What the exercise asks
Gather each line of the rows below that contains the string "stroller" and copy it in full. Case counts.

Material to process
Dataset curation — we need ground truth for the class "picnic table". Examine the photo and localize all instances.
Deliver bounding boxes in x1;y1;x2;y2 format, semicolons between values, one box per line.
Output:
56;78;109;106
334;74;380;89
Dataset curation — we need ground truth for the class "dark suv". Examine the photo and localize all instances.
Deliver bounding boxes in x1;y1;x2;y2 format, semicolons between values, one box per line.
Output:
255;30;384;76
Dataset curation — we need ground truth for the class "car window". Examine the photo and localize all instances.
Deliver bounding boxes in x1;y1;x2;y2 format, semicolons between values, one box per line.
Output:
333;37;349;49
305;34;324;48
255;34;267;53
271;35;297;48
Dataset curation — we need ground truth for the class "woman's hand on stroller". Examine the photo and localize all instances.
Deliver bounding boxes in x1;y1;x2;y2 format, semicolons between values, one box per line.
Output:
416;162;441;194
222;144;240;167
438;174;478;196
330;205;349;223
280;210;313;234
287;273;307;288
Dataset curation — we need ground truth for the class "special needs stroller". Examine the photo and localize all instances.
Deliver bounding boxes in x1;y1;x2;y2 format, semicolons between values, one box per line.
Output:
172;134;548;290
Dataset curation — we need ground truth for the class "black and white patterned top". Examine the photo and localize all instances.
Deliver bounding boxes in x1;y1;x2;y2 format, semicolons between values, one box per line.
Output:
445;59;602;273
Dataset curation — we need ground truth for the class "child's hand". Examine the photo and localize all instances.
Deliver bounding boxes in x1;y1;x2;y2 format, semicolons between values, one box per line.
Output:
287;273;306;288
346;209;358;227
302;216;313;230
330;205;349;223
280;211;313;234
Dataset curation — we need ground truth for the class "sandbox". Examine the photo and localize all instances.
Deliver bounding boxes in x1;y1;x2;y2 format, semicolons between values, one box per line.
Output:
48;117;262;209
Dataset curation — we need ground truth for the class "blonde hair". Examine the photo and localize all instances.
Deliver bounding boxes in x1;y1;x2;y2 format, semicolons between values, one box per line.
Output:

Task output
Dataset curation — we need ground truth for the class "woman's hand on stroller". Examine the photo and localize all instances.
Dataset curation — we need ground truth for the class "special needs stroller". Examine the photo and localize all instances.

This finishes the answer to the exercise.